* **Tarefa A**:
Traduz para inglês esta frase do texto de origem: "Em 2023, o nível médio global do mar atingiu um novo máximo no registo de satélite, que remonta a 1993."

* **Texto de origem**:
O último relatório da OMM sobre o estado do clima mundial faz o balanço de numerosos indicadores da crise climática, bem como dos seus impactos desastrosos nas pessoas, sob a forma de ondas de calor, inundações, secas, incêndios florestais e ciclones tropicais que se intensificam rapidamente.
“As sirenes estão a tocar em todos os principais indicadores”, comenta o secretário-geral da ONU, António Guterres. “Alguns recordes não estão apenas no topo das tabelas, estão a rebentar com as tabelas. E as mudanças estão a acelerar.”
O relatório, publicado ontem (19 de março), confirma que o ano passado foi um ano recorde de calor, com as temperaturas médias globais próximas da superfície a atingirem 1,45°C acima dos níveis pré-industriais.
“Nunca estivemos tão perto – embora temporariamente neste momento – do limite inferior de 1,5°C do Acordo de Paris sobre as alterações climáticas”, diz Saulo. “A comunidade da OMM está a fazer soar o alerta vermelho para o mundo.”
Quanto é que o nível do mar subiu?
Em 2023, o nível médio global do mar atingiu um novo máximo no registo de satélite, que remonta a 1993.
O nível do mar subiu 3,34 mm por ano, em média, nos últimos 30 ano. A taxa de subida do nível do mar está aumentando. Mais do que duplicou, passando de 2,13 mm/ano entre 1993 e 2002 para 4,77 mm/ano entre 2014 e 2023.
Isto deve-se ao aquecimento contínuo dos oceanos – que provoca a expansão da água – bem como ao degelo dos glaciares e dos mantos de gelo.
Quanto é que os oceanos aqueceram no mundo?
O aquecimento dos oceanos atingiu no ano passado o seu nível mais elevado nos 65 anos de registo observacional.
A mudança das condições de La Niña para El Niño em meados de 2023 contribuiu para o rápido aumento da temperatura, sentido tanto em terra como na água.
Mas os padrões típicos de aquecimento associados ao fenómeno meteorológico – ou seja, o aquecimento do Oceano Pacífico – não explicam outras áreas de aquecimento invulgar, como o Atlântico Nordeste.
Esta massa de oceano sofreu ondas de calor marinhas generalizadas a partir da primavera, com um pico em setembro e que persistiram até ao final do ano, quando as temperaturas estiveram 3°C acima da média.
Num dia médio de 2023, quase um terço do oceano global foi atingido por uma onda de calor marinha, prejudicando os ecossistemas marinhos e os recifes de coral. No final do ano, mais de 90% do oceano tinha registado, em algum momento, condições de onda de calor.
A partir de abril, as temperaturas médias globais da superfície do mar (SST) atingiram um nível recorde. E os peritos da OMM prevêem que o aquecimento continue em 2024 – uma mudança irreversível numa escala de centenas a milhares de anos.
A extensão do gelo marinho antártico (a área total coberta por pelo menos 15% de concentração de gelo) foi de longe a mais baixa de que há registo no ano passado. No final do inverno, estava 1 milhão de quilómetros quadrados abaixo do recorde do ano anterior – uma área equivalente à França e à Alemanha juntas.

* **Excertos de dados**:
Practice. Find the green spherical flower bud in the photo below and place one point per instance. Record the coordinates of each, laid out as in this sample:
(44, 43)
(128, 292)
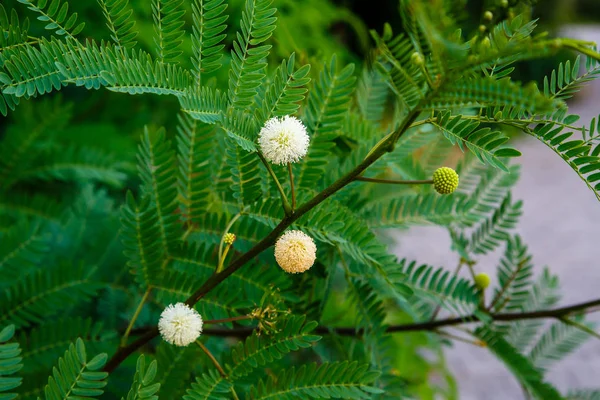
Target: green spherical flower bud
(482, 280)
(417, 58)
(445, 180)
(229, 238)
(485, 43)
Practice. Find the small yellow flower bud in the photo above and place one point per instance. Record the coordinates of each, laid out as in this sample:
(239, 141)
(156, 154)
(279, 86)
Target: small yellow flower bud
(445, 180)
(229, 238)
(482, 280)
(417, 58)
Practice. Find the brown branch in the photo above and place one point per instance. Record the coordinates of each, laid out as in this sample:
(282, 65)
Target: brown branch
(558, 313)
(379, 150)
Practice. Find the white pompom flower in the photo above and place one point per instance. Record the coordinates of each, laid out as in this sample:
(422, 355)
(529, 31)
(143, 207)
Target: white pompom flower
(283, 140)
(180, 324)
(295, 252)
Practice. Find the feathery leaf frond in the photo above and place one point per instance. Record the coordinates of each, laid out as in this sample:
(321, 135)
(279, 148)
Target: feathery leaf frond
(248, 54)
(484, 143)
(11, 363)
(56, 16)
(168, 28)
(520, 366)
(208, 32)
(260, 350)
(75, 376)
(328, 101)
(194, 142)
(514, 276)
(341, 380)
(53, 287)
(286, 91)
(142, 386)
(119, 22)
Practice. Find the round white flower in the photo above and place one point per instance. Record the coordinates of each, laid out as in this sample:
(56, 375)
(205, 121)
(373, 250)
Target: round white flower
(283, 140)
(295, 252)
(180, 324)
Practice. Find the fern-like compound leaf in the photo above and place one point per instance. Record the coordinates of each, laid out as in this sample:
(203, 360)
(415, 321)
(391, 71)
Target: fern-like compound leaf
(485, 143)
(118, 15)
(168, 28)
(286, 91)
(259, 350)
(142, 386)
(341, 380)
(56, 16)
(520, 366)
(10, 354)
(248, 56)
(208, 33)
(328, 102)
(75, 376)
(54, 287)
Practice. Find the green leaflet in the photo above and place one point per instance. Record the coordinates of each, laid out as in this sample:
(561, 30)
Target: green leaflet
(11, 363)
(520, 366)
(485, 143)
(118, 20)
(54, 287)
(327, 104)
(334, 380)
(208, 33)
(286, 91)
(294, 334)
(168, 28)
(247, 63)
(56, 16)
(514, 276)
(142, 386)
(76, 375)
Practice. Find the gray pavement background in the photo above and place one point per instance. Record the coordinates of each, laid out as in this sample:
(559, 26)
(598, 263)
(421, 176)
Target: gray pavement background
(561, 226)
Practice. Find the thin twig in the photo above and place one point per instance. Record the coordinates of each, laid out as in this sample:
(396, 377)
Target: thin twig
(556, 313)
(291, 173)
(217, 365)
(227, 228)
(136, 314)
(579, 326)
(449, 335)
(394, 182)
(286, 204)
(232, 319)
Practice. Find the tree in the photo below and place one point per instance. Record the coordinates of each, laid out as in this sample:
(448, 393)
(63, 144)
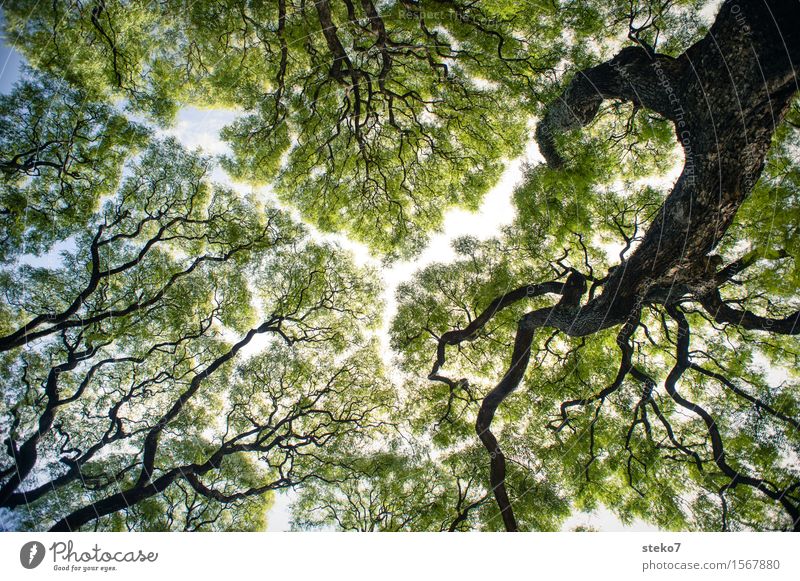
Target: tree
(650, 322)
(127, 400)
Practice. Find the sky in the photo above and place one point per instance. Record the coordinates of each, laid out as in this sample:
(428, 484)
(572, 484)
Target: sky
(196, 128)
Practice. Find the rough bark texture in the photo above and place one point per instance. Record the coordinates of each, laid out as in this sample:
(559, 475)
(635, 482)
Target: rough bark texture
(725, 95)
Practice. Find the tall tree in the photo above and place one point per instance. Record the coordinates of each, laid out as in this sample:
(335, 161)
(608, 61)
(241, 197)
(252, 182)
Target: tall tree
(129, 398)
(654, 326)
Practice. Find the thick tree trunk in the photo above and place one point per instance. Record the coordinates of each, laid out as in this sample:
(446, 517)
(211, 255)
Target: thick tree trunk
(725, 95)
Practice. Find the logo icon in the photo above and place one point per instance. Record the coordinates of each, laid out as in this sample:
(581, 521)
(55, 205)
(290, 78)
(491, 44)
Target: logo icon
(31, 554)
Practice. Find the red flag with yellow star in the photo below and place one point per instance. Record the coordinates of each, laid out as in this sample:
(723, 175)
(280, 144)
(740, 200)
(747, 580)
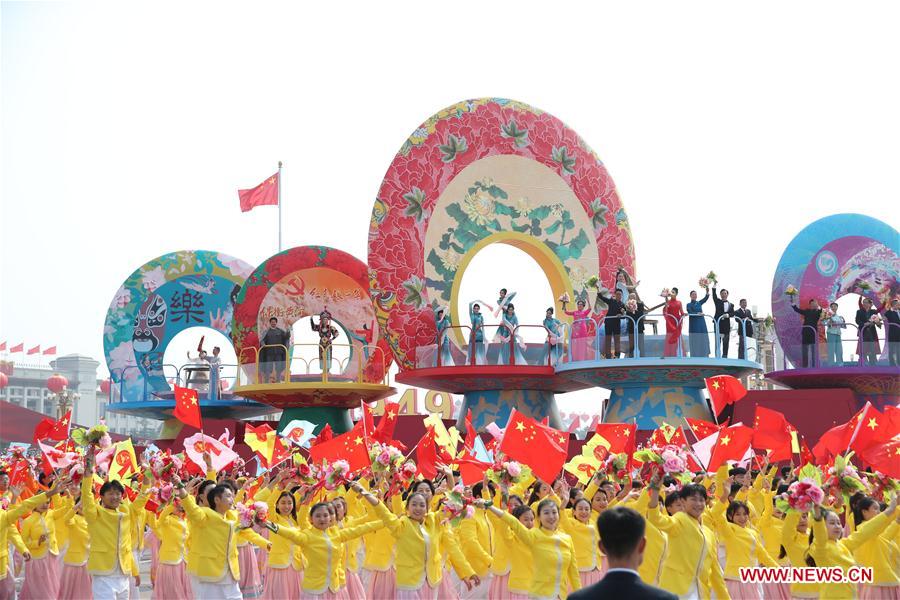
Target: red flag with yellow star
(350, 446)
(264, 194)
(620, 437)
(732, 444)
(187, 407)
(724, 390)
(541, 447)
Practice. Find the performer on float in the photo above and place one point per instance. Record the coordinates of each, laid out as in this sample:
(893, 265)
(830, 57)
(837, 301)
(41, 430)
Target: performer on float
(320, 543)
(273, 351)
(673, 314)
(698, 335)
(442, 323)
(554, 567)
(507, 336)
(476, 338)
(9, 535)
(327, 334)
(503, 301)
(110, 523)
(580, 332)
(829, 548)
(554, 344)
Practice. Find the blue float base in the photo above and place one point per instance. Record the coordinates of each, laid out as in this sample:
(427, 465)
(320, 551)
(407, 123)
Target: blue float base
(496, 405)
(650, 406)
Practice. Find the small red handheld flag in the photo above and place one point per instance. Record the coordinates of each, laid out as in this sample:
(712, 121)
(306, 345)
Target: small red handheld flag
(264, 194)
(724, 390)
(187, 407)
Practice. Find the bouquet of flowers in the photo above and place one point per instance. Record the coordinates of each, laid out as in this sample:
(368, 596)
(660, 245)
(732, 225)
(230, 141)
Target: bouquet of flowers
(457, 506)
(258, 512)
(844, 476)
(336, 474)
(504, 473)
(165, 466)
(804, 494)
(98, 435)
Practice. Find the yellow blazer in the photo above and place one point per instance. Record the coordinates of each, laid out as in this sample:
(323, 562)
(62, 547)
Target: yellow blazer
(109, 531)
(743, 545)
(830, 553)
(554, 571)
(8, 520)
(79, 540)
(419, 547)
(216, 554)
(691, 555)
(882, 554)
(323, 551)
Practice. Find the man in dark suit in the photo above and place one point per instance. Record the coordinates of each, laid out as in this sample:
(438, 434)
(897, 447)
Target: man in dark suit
(745, 325)
(724, 313)
(892, 316)
(622, 541)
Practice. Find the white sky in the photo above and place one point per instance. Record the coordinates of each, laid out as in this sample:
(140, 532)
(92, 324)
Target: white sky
(126, 130)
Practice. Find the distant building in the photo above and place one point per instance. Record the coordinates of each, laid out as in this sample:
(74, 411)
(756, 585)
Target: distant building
(27, 387)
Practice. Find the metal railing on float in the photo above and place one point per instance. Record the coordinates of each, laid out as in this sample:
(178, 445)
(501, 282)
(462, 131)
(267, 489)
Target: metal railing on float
(286, 363)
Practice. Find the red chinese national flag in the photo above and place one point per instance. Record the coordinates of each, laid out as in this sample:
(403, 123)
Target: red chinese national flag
(772, 432)
(620, 436)
(541, 447)
(732, 444)
(187, 407)
(264, 194)
(724, 390)
(702, 429)
(350, 446)
(884, 457)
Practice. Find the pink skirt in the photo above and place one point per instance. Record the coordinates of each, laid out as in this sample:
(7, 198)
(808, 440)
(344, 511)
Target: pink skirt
(354, 589)
(879, 592)
(41, 578)
(590, 577)
(75, 583)
(499, 589)
(251, 582)
(383, 584)
(172, 583)
(281, 583)
(744, 591)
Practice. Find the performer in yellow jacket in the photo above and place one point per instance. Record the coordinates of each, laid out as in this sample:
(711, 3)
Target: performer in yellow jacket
(691, 567)
(880, 553)
(110, 561)
(829, 549)
(8, 532)
(554, 568)
(420, 538)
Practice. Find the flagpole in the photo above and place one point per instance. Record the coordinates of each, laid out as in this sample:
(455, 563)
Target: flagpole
(279, 205)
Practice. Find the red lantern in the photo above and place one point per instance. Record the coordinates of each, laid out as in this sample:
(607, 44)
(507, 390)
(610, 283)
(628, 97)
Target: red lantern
(57, 383)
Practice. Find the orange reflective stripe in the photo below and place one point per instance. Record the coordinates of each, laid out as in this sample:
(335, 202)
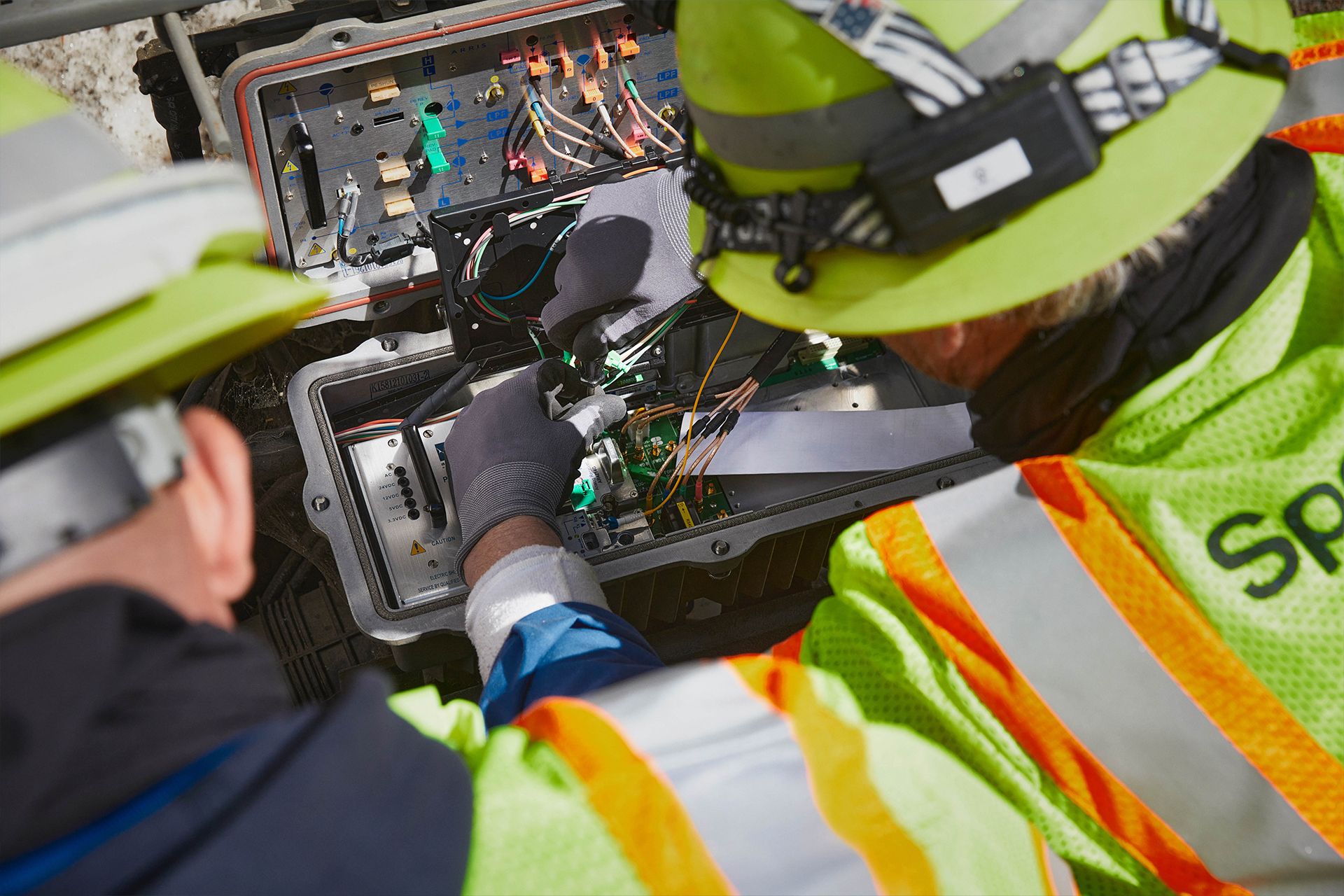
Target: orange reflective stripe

* **Tarefa B**:
Reescreve as linhas dos registos desde a que contém "Practice. Find the flagpole" até ao fim dos registos, ambas incluídas, e soma 43 a cada número das coordenadas das respostas. Deixa de fora as imagens.

* **Resolução A**:
In 2023, the global mean sea level reached a new high in the satellite record, which dates back to 1993.

* **Resolução B**:
Practice. Find the flagpole in the photo above and place one point per instance. Record the coordinates of each, laid out as in this sample:
(455, 563)
Target: flagpole
(322, 248)
Practice. Find the red lantern in the photo above and place one point per instance. Record the coordinates of each, laid out as in this sample:
(607, 44)
(507, 390)
(610, 283)
(628, 97)
Target: red lantern
(100, 426)
Practice. Find the orange reflective stripe in the photo below and place one point per instance. Record the coordinates of each, laid out as in this sample:
(335, 202)
Target: orange reflective stripe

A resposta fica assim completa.